The whole listing needs to be restated word for word.

*** Opening of Material provided ***

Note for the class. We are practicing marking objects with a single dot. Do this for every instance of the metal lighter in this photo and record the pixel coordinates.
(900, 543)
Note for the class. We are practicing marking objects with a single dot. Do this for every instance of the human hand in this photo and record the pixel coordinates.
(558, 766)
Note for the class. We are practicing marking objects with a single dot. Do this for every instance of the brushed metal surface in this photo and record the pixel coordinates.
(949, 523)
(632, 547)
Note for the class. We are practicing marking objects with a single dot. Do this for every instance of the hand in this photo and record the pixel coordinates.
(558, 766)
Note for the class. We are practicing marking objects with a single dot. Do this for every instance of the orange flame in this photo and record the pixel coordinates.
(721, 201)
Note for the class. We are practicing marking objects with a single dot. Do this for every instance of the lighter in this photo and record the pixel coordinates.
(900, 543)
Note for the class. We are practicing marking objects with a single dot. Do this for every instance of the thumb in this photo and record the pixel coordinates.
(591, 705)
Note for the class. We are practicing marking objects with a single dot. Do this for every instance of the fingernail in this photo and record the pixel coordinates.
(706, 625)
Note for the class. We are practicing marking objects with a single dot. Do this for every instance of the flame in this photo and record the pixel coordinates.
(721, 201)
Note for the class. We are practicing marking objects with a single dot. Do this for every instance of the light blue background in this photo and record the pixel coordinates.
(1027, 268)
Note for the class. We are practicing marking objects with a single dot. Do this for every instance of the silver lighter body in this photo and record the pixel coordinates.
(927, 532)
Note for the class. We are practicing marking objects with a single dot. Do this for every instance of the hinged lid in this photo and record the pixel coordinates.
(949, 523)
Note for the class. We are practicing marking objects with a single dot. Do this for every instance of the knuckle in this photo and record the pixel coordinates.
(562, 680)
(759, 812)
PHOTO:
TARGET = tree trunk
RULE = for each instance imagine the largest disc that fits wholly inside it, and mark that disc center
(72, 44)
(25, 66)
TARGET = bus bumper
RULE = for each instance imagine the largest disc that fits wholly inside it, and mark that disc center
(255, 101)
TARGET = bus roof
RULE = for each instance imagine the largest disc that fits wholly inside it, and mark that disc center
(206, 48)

*** Close of Material provided ***

(Reply to the exercise):
Note for the class. We are practicing marking objects with a single dot. Do this for every instance of the metal lighter in this photo and record the pixel coordinates.
(900, 543)
Note for the class. We are practicing marking objects with a single dot. Do this for every instance of the human hand in this photo and record the pixel coordinates.
(558, 766)
Note for the class. We are practicing marking objects with a single dot. Do this for every instance of the brushed metal surface in this photo and record the pixel coordinates.
(949, 523)
(632, 547)
Note for the class. We are practicing marking objects with a single dot. Do this for every instance of the hand in this photo and record the pixel coordinates.
(558, 766)
Note for the class. We are practicing marking objects with a single dot. Do this for every instance of the orange flame in this photo and record the pixel coordinates.
(721, 201)
Note for the class. We are practicing marking objects with a single dot. Do this for every instance of the lighter in this photo and record the pixel coordinates.
(900, 543)
Note for the class. We are practicing marking objects with a single dot. Do this for every instance of the thumb in this photo and record the pixel coordinates.
(591, 705)
Note for the class. We are practicing marking objects with a single dot. Do this for every instance of the fingernail in this photo and record the pixel coordinates.
(706, 625)
Note for the class. We are practicing marking objects with a single dot. Do this for every instance of the flame in this photo and record the pixel coordinates.
(721, 201)
Note for the class. We are practicing marking objects with a single dot. Do this for every instance of the light blue background in this photo and record the pixel coordinates.
(1027, 268)
Note for the class. We are practicing marking objects with a single dot. Do this for every instance of the silver lighter body in this photo and record the pixel coordinates.
(927, 532)
Note for the class. We are practicing marking objects with a single dot. Do this for every instance of the hinged lid in this photo and record the pixel coordinates.
(949, 523)
Note for the class. We are practicing marking objects with a single dot. Do this for every instance of the knuckle in this photo and record the pixel coordinates.
(562, 680)
(759, 812)
PHOTO:
TARGET = tree trunk
RULE = for each instance imagine the largest disc that fits wholly inside it, and mark that disc center
(72, 44)
(25, 66)
TARGET = bus bumper
RULE = for each instance imagine the largest disc that fits wholly inside it, and mark that disc center
(255, 101)
TARGET = bus roof
RULE = for each instance imagine the largest disc that fits wholly inside it, and mark that disc center
(206, 48)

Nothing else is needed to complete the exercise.